■ **TASK DETAILS**: Copy verbatim the block of lines in the entries below whose first line contains "Shelf-audit tagging: put a marker on the drain" and whose last line contains "Shelf-audit tagging: put a marker on the eye-shaped". Leave out all other lines.

■ **RAW DATA**:
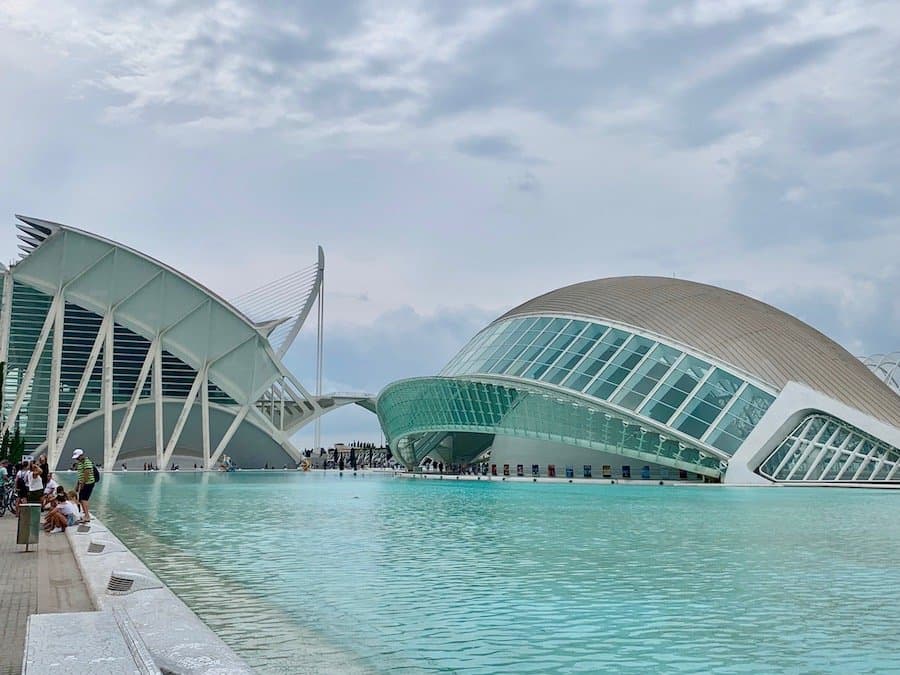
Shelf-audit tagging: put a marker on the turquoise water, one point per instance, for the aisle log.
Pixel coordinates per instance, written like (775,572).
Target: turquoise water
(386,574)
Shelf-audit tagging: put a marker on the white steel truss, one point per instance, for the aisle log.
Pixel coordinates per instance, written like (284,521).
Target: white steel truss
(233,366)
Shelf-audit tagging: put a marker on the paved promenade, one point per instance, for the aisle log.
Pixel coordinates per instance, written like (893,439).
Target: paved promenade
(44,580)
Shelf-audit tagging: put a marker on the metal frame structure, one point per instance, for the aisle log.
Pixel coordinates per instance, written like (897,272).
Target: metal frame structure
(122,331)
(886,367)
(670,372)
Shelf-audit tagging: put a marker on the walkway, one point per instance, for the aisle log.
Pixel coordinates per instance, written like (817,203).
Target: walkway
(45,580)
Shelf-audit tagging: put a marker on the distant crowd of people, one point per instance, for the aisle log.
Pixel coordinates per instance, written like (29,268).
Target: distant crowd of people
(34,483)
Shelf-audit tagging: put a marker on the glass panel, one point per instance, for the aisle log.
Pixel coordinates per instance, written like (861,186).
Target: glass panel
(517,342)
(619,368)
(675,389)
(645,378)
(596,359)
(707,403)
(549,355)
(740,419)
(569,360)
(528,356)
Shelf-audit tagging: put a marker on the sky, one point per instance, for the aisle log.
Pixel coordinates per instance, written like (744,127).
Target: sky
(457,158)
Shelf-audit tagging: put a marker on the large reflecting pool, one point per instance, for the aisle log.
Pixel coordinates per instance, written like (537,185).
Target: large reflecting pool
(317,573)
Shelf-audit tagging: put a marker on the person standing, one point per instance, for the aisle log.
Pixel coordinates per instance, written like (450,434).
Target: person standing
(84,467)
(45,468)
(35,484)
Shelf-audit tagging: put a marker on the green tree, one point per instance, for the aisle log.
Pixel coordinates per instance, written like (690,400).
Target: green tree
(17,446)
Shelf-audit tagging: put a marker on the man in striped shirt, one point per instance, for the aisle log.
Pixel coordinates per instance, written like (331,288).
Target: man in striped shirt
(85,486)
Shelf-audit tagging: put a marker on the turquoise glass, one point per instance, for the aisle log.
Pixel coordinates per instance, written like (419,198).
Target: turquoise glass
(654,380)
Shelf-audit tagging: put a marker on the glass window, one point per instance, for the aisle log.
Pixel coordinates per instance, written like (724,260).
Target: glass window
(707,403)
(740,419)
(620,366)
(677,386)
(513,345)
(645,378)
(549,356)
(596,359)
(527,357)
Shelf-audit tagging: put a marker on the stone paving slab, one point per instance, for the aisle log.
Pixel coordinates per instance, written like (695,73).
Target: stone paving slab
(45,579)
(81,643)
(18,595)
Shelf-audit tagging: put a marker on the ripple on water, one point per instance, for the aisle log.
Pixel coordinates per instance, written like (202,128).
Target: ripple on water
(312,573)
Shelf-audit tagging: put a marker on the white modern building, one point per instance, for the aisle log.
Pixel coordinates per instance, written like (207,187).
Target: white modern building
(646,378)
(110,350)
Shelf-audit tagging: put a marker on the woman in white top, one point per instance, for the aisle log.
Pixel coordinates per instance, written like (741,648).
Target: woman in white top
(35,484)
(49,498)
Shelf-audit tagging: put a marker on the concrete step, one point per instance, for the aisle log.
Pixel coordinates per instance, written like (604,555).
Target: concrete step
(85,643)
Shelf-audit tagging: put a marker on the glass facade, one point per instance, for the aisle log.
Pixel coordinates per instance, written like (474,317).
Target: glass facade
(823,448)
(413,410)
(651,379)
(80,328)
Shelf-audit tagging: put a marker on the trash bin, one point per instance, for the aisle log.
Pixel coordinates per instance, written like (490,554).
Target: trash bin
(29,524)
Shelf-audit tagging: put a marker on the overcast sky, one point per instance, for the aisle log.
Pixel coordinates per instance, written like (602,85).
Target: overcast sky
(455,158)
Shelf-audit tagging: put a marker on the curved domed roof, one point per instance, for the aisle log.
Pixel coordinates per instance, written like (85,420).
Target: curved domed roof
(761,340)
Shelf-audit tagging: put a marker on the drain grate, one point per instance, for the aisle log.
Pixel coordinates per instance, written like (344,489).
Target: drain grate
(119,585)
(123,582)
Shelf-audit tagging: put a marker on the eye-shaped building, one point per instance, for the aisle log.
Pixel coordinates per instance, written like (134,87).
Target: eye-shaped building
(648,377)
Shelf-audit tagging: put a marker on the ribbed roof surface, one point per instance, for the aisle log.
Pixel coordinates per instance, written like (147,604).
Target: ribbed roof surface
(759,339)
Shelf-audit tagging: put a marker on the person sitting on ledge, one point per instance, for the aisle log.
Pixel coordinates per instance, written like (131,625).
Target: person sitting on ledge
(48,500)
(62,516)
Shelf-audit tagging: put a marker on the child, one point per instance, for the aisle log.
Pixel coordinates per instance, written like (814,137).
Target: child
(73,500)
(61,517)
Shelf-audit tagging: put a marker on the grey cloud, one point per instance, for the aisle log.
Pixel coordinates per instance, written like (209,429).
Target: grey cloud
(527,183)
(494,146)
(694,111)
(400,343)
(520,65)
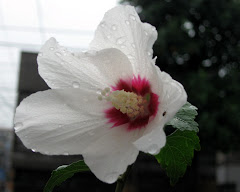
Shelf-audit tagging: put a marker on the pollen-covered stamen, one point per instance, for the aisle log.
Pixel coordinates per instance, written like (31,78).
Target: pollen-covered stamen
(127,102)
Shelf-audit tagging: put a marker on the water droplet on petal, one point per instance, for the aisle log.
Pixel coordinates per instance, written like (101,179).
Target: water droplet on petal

---

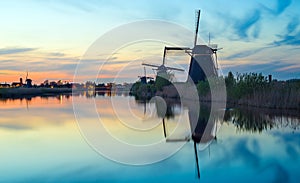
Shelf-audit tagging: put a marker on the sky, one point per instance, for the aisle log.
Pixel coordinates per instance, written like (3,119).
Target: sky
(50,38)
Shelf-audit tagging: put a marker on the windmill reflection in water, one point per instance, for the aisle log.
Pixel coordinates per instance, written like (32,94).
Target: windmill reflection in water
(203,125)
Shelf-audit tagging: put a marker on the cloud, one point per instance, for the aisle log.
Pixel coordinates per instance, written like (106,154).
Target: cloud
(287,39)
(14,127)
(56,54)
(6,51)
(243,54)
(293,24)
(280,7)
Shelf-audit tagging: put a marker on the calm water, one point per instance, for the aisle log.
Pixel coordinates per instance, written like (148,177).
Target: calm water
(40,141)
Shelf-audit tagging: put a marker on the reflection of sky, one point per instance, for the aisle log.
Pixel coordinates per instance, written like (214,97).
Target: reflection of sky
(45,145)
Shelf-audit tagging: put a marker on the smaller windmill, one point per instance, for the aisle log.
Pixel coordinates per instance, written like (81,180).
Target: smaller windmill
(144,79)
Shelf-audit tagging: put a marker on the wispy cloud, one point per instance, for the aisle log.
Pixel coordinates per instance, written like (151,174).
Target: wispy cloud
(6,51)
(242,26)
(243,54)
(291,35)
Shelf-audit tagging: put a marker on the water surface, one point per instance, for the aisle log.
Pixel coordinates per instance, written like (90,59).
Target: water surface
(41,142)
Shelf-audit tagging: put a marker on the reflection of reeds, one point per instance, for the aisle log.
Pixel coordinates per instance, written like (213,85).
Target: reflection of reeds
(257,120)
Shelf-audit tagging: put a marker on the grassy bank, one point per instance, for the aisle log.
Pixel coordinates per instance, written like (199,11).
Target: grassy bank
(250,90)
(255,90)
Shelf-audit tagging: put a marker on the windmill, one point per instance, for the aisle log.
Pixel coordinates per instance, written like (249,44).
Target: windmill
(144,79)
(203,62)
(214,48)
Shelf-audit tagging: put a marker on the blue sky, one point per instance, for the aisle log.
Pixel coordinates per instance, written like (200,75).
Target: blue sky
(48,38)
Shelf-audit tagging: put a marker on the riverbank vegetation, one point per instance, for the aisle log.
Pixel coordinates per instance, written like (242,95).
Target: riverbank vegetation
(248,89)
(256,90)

---

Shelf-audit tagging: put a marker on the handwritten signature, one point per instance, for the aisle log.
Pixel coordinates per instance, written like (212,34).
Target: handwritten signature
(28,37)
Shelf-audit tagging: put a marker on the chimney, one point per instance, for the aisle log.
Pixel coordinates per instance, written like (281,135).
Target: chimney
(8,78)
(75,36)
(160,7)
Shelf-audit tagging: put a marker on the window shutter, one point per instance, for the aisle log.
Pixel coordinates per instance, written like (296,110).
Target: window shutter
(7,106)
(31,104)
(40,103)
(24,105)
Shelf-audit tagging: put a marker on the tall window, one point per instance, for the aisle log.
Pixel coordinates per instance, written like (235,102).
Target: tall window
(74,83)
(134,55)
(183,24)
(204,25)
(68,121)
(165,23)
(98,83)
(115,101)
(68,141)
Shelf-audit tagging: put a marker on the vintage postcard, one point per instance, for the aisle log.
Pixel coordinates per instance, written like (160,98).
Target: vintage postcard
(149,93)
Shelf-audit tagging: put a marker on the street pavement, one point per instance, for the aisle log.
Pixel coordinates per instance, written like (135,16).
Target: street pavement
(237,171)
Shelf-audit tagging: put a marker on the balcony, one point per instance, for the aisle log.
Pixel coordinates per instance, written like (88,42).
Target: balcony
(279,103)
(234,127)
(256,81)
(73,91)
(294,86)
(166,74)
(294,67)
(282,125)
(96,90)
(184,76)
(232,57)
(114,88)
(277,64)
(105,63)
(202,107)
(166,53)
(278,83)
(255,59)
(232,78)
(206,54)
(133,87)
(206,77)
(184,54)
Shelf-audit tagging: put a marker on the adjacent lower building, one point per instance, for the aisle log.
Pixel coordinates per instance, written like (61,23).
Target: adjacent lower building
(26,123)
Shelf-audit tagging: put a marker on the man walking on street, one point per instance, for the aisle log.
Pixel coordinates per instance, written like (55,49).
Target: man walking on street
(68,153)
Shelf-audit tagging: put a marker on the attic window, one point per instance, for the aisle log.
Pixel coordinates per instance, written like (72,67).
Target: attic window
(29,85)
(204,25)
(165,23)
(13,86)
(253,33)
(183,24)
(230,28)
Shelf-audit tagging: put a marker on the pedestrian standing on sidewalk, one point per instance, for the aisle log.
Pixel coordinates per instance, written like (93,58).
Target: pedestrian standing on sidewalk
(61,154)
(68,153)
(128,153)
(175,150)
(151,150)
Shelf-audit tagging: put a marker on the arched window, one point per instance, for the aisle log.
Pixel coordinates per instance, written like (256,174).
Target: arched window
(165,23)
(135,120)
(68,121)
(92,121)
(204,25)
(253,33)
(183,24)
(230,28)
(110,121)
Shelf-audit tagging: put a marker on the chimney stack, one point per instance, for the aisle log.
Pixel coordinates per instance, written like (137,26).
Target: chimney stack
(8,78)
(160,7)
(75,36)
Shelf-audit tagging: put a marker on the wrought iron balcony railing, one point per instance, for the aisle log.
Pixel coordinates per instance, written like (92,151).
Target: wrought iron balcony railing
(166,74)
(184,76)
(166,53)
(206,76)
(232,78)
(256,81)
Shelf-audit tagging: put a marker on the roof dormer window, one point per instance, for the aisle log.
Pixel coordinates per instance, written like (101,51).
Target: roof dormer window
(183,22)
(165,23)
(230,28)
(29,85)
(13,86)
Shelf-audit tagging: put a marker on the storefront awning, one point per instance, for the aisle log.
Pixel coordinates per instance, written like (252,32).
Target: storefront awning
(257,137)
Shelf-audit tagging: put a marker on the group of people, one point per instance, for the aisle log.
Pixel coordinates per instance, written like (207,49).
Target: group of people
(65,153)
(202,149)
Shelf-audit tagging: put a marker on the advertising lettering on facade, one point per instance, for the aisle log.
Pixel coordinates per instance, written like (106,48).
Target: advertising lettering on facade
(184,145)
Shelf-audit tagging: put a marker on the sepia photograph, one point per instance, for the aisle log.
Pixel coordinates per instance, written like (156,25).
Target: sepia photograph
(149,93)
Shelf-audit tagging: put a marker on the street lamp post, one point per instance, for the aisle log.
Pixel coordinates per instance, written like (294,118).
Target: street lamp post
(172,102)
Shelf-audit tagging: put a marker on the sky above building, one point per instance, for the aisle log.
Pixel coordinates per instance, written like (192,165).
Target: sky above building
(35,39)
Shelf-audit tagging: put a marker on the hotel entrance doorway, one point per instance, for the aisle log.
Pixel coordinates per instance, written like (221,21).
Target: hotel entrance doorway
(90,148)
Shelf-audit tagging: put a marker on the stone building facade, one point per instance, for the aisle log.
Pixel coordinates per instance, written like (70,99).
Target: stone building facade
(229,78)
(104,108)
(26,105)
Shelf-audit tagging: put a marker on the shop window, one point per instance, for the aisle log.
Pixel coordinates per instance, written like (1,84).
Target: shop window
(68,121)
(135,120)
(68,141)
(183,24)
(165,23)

■ **EXERCISE RESPONSE**:
Shelf-audit tagging: put a marker on the drain grate, one point per instance, for the aisle log.
Pixel coordinates per instance, written like (344,489).
Target: drain grate
(119,585)
(123,582)
Shelf-audit tagging: put a marker on the eye-shaped building, one point per instance, for the aisle log.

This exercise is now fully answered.